*Records provided*.
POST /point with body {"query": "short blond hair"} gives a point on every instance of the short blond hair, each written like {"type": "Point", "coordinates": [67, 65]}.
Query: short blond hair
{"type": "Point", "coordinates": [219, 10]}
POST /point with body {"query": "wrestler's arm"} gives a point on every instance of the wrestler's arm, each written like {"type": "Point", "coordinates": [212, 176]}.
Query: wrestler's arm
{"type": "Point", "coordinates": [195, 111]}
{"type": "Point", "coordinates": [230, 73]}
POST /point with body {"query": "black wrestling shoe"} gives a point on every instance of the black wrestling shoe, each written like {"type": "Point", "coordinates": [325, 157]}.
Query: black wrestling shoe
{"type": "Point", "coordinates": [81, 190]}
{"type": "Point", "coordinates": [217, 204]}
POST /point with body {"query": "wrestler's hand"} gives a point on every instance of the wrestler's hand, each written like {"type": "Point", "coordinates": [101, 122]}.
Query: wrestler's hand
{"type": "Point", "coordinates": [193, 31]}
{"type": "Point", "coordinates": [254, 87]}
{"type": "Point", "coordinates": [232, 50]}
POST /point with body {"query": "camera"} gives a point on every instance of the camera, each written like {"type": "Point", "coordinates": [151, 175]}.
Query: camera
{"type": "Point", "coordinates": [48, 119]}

*Exercise directions*.
Return only what runs from the line containing "wrestler's hand, each" to the last line of the records above, both ends included, exactly as written.

*Your response*.
POST /point with body {"query": "wrestler's hand"} gives a point on every instance of the wrestler's hand, each written like {"type": "Point", "coordinates": [101, 122]}.
Query: wrestler's hand
{"type": "Point", "coordinates": [193, 31]}
{"type": "Point", "coordinates": [254, 87]}
{"type": "Point", "coordinates": [232, 50]}
POST /point with body {"query": "camera"} gives a point on every instance of the camera, each written like {"type": "Point", "coordinates": [151, 175]}.
Query: camera
{"type": "Point", "coordinates": [48, 119]}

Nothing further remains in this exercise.